WHAT THE TASK ASKS: Print all entries word for word.

──────── DATASET EXCERPTS ────────

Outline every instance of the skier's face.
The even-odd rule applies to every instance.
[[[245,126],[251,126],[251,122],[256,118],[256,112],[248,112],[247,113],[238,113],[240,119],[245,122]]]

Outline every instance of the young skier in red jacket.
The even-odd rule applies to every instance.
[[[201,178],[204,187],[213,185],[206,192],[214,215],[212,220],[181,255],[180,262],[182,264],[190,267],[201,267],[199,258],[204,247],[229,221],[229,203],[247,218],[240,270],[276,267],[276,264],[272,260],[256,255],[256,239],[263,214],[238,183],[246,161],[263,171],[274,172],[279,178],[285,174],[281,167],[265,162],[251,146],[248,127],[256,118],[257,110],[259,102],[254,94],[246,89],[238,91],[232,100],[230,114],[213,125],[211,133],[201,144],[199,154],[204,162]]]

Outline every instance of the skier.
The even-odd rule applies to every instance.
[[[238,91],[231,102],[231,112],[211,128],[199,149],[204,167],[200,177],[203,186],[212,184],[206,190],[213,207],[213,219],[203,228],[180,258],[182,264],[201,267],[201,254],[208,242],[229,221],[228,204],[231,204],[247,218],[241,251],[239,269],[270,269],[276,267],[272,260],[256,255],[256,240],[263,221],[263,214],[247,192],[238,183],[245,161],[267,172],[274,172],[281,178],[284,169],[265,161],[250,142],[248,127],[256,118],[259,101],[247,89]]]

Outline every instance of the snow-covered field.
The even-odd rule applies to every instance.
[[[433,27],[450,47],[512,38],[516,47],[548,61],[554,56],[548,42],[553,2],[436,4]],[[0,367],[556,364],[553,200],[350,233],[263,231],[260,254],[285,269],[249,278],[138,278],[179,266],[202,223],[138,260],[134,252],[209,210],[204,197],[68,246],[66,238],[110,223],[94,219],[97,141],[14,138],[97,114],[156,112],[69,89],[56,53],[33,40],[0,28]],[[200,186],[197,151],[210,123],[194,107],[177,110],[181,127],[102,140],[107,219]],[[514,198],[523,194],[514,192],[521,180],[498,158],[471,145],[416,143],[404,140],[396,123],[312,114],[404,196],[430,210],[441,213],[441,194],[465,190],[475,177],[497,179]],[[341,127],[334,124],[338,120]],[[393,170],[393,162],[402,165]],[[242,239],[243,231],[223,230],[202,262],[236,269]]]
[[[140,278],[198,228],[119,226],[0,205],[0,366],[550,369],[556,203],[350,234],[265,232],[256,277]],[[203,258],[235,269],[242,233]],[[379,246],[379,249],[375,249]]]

────────

FINISHED TASK:
Outline every instance of the skier's face.
The even-odd rule applies to every instance.
[[[245,126],[251,126],[251,122],[256,118],[256,112],[248,112],[247,113],[238,113],[240,119],[245,122]]]

Outline every instance of the young skier in red jacket.
The even-odd rule applies to every instance.
[[[201,178],[204,187],[213,185],[206,192],[214,215],[212,220],[181,255],[180,262],[182,264],[190,267],[201,267],[199,258],[204,247],[229,221],[229,203],[247,218],[240,270],[276,267],[276,264],[272,260],[256,255],[256,239],[263,214],[238,183],[246,161],[263,171],[274,172],[279,178],[285,174],[281,167],[265,162],[251,146],[248,127],[256,118],[257,110],[259,102],[254,94],[246,89],[238,91],[232,100],[230,114],[213,125],[211,133],[201,144],[199,154],[204,162]]]

Outline every instance of the skier.
The even-odd rule applies to every instance.
[[[238,91],[231,102],[231,112],[211,128],[199,149],[204,167],[200,177],[203,186],[212,184],[206,190],[213,207],[213,219],[203,228],[180,258],[182,264],[201,267],[201,254],[208,242],[229,221],[228,204],[231,204],[247,218],[241,251],[239,269],[270,269],[276,267],[272,260],[256,255],[256,240],[263,221],[263,214],[247,192],[238,183],[245,161],[267,172],[274,172],[281,178],[284,169],[265,161],[250,142],[248,127],[256,118],[259,101],[247,89]]]

Outline every instance of the snow-covered field.
The even-odd rule applies to every instance.
[[[433,27],[450,47],[512,38],[516,47],[548,61],[554,56],[548,42],[553,2],[436,4]],[[0,367],[556,364],[553,200],[350,233],[263,231],[260,254],[285,269],[249,278],[138,278],[179,266],[202,223],[138,260],[134,252],[209,210],[204,197],[68,246],[66,238],[110,223],[94,219],[97,141],[14,138],[97,114],[156,112],[69,89],[56,53],[33,40],[0,28]],[[200,186],[197,151],[210,123],[194,107],[177,110],[181,127],[102,140],[107,219]],[[514,198],[523,194],[514,192],[521,180],[498,158],[471,145],[416,143],[404,140],[396,123],[312,114],[404,196],[430,210],[441,213],[441,194],[465,190],[475,177],[497,179]],[[341,127],[334,124],[338,120]],[[393,170],[393,162],[402,165]],[[242,239],[243,231],[223,230],[202,262],[236,269]]]
[[[140,278],[198,228],[119,226],[0,205],[0,366],[550,369],[556,203],[350,234],[265,232],[256,277]],[[203,258],[235,269],[242,233]],[[379,246],[379,249],[375,249]]]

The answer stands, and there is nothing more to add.